• What to produce
Reproduce the material word for word, starting at the line that contains "pixel 70 172." and ending at the line that contains "pixel 35 33". Include both of those lines and nothing outside them.

# # # #

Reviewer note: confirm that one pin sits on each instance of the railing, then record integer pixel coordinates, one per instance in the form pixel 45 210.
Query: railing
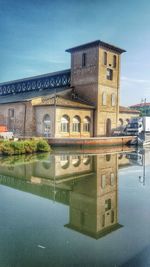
pixel 48 81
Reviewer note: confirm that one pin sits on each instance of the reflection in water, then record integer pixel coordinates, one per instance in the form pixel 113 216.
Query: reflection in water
pixel 88 184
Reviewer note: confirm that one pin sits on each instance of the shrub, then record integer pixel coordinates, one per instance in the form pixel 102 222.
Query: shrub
pixel 43 146
pixel 7 149
pixel 30 146
pixel 18 147
pixel 23 147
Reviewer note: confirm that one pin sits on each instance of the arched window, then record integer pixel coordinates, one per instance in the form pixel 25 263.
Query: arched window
pixel 112 179
pixel 104 99
pixel 105 58
pixel 86 160
pixel 120 122
pixel 65 124
pixel 76 124
pixel 108 204
pixel 108 157
pixel 103 181
pixel 76 160
pixel 113 100
pixel 112 216
pixel 114 61
pixel 47 125
pixel 84 59
pixel 86 124
pixel 64 161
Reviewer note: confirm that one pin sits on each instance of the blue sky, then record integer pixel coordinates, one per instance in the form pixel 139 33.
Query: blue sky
pixel 34 35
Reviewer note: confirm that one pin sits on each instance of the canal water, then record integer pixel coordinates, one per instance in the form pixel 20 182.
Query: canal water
pixel 75 208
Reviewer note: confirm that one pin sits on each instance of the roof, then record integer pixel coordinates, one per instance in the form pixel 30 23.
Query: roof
pixel 27 96
pixel 36 77
pixel 128 110
pixel 47 97
pixel 62 100
pixel 141 105
pixel 96 43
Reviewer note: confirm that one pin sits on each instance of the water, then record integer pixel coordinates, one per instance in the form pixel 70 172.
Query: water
pixel 75 208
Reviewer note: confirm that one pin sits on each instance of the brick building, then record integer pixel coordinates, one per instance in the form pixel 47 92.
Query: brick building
pixel 80 102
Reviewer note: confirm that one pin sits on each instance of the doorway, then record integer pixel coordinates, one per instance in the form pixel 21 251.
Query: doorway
pixel 108 127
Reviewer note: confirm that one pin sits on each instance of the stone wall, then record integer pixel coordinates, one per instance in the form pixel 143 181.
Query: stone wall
pixel 71 112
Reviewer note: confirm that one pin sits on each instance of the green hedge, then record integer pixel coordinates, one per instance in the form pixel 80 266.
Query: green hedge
pixel 24 147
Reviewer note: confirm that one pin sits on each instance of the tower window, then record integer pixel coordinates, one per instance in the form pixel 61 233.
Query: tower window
pixel 84 59
pixel 104 99
pixel 105 58
pixel 114 61
pixel 113 100
pixel 11 113
pixel 109 74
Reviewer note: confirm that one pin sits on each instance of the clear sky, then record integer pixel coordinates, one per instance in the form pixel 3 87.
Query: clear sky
pixel 35 33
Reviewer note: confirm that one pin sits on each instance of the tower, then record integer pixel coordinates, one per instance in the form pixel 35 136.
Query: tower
pixel 95 76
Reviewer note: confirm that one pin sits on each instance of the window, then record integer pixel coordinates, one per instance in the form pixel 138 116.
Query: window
pixel 120 122
pixel 112 216
pixel 112 179
pixel 113 100
pixel 84 59
pixel 76 160
pixel 114 61
pixel 109 74
pixel 86 160
pixel 86 124
pixel 47 125
pixel 76 124
pixel 108 157
pixel 105 58
pixel 65 124
pixel 104 99
pixel 103 183
pixel 64 161
pixel 107 204
pixel 103 220
pixel 11 113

# # # #

• Output below
Reviewer note: confirm that one pin sits on each instance of the water, then record integer pixel coordinates, one per instance in the form pixel 70 172.
Query: water
pixel 75 208
Reviewer note: confirm that one pin sits on each instance of the brick building, then record integer pixel coordinates, one per instance in the form pixel 47 92.
Query: brick building
pixel 80 102
Reviewer note: confirm that one pin sits on each instance of the doorway, then record integer pixel coordinates, one per instance in the form pixel 21 251.
Query: doorway
pixel 108 127
Reviewer note: confirm that one pin sits on each instance of the stone wall, then record integer pixel coordinates, one per instance in the form pixel 143 181.
Query: stone wall
pixel 71 112
Reviewer note: confirm that one pin sits on each instance of the green hedge, then record integer pixel coordinates, one per instance in the form pixel 80 266.
Query: green hedge
pixel 24 147
Reviewer note: confirm that one pin sits on each instance of the tower window, then record integer pixel coordinates, one per instance in the form pixel 61 233.
Query: tower window
pixel 84 59
pixel 104 99
pixel 105 58
pixel 114 61
pixel 113 100
pixel 11 113
pixel 109 74
Reviewer note: confirm that one pin sits on each instance of the clear sky, then record integer pixel coordinates, one per instance in the form pixel 3 87.
Query: clear sky
pixel 35 33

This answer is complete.